#### WHAT IS NEEDED:
Copy all lines in the data that contain the string "deer".

START PROVIDED DATA

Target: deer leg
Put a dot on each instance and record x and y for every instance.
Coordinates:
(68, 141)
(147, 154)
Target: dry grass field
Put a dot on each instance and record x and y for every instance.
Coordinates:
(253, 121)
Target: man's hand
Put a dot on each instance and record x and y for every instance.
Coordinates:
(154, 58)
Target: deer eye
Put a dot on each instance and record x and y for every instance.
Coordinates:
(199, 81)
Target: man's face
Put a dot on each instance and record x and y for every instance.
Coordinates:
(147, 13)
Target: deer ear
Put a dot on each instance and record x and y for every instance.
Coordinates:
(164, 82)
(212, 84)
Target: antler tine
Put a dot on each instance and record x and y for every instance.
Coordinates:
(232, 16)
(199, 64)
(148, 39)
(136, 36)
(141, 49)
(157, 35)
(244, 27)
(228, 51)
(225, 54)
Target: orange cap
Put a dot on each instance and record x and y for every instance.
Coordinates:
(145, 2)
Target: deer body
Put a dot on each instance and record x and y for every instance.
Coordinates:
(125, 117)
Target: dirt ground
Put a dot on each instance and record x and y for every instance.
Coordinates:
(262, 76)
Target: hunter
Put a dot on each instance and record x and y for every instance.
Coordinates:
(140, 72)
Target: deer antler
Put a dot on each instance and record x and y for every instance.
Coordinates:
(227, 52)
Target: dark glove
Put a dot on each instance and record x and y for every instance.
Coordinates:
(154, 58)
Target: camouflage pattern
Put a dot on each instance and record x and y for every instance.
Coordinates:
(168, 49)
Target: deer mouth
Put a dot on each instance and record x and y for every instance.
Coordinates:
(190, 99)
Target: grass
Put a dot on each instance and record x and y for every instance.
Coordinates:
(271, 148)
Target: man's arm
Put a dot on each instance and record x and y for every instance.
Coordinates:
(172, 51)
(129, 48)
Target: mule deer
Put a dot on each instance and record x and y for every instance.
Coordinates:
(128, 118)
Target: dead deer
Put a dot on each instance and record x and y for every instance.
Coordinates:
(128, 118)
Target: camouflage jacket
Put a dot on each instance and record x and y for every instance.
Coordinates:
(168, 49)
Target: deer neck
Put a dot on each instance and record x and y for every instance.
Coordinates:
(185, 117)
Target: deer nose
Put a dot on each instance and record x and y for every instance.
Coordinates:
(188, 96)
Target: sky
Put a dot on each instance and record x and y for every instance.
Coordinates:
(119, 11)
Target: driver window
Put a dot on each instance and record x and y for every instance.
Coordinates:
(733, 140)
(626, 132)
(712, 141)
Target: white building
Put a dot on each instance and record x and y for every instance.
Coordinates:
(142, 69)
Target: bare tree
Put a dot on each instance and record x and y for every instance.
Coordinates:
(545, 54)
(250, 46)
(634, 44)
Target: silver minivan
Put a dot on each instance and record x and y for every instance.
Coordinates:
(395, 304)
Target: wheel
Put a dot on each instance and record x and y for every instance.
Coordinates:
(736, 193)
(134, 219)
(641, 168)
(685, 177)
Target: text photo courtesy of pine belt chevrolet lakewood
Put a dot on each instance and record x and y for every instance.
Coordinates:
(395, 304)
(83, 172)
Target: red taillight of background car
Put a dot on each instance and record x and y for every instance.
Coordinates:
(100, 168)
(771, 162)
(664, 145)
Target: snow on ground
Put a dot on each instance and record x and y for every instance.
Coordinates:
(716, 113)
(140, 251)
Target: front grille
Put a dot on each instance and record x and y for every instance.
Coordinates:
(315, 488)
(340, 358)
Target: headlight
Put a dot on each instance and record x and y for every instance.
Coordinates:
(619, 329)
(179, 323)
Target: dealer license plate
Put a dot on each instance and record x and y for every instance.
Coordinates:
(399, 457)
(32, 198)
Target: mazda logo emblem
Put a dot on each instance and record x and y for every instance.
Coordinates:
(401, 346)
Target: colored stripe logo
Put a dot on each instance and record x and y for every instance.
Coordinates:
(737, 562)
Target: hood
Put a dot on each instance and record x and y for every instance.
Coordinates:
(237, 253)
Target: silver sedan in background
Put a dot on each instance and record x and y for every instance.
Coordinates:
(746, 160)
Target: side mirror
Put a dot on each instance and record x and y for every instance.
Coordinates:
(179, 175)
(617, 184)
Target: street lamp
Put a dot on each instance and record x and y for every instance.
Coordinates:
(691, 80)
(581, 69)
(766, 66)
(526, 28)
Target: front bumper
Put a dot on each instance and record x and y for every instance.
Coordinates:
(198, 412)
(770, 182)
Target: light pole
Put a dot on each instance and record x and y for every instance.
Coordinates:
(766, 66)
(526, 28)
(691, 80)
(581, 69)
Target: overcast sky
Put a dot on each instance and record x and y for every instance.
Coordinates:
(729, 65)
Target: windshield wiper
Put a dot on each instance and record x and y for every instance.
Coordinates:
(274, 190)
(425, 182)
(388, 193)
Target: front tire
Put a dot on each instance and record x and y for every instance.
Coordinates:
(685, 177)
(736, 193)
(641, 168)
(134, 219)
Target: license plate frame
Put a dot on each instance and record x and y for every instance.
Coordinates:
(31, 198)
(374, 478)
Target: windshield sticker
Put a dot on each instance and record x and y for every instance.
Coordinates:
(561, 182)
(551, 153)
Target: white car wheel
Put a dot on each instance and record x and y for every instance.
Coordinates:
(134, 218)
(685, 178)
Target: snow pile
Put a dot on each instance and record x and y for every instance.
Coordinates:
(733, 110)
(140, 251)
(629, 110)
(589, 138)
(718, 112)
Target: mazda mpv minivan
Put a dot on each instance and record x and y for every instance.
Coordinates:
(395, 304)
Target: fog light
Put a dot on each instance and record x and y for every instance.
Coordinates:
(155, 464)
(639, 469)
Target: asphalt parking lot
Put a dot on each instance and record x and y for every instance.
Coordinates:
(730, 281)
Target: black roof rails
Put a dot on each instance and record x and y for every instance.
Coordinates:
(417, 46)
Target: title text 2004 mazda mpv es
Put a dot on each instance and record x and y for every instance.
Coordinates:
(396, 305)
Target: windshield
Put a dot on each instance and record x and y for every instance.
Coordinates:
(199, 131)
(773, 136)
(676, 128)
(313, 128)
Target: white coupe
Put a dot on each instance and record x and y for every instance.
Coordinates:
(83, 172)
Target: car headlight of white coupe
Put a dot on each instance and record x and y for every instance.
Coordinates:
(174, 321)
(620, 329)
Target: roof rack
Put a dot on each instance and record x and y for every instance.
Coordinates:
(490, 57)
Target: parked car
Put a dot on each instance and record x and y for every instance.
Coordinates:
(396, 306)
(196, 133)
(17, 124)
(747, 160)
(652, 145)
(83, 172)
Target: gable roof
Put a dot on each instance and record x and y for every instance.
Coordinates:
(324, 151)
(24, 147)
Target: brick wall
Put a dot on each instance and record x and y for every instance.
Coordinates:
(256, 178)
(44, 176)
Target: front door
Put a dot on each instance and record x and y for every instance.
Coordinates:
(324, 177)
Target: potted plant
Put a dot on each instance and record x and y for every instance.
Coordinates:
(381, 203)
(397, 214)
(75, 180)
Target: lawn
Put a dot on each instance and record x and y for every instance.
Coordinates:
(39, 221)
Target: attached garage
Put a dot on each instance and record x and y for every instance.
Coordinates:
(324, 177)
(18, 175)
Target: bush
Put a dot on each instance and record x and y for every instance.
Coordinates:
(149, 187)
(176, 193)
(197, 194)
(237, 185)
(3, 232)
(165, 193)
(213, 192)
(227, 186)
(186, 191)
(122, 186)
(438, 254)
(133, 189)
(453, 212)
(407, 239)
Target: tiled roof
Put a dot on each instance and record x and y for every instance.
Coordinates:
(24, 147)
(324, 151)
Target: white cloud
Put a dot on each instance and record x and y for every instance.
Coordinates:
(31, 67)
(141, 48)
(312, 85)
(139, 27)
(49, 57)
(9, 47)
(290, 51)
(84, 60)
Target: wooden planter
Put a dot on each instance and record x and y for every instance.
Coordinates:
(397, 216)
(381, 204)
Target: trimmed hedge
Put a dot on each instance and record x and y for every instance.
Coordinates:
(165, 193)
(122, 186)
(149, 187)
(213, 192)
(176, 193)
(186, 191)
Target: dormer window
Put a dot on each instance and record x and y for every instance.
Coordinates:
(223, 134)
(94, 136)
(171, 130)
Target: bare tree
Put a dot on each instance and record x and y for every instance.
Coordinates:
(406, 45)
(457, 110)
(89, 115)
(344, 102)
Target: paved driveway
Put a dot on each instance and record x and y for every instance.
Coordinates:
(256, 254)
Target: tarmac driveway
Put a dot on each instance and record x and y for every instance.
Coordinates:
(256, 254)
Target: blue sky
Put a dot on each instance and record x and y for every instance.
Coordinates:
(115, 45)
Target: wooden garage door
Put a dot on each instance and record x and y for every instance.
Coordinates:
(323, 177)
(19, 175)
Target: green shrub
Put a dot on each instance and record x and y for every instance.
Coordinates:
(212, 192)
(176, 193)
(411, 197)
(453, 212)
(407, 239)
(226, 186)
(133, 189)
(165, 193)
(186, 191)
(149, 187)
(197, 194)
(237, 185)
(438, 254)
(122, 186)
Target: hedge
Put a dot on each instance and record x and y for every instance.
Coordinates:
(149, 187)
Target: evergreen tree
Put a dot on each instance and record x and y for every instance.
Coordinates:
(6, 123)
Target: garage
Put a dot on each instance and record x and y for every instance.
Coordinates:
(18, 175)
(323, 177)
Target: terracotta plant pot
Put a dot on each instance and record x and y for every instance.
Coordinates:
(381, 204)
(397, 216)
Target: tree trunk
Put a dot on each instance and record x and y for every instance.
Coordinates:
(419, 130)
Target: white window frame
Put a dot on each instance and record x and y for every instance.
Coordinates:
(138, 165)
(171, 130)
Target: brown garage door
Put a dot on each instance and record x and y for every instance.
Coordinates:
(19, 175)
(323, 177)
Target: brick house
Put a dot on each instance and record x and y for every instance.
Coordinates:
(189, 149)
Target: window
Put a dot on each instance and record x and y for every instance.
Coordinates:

END PROVIDED DATA

#### ANSWER BOX:
Target: deer leg
Target: deer eye
Target: deer ear
Target: deer body
Target: deer antler
Target: deer mouth
Target: mule deer
Target: dead deer
Target: deer neck
Target: deer nose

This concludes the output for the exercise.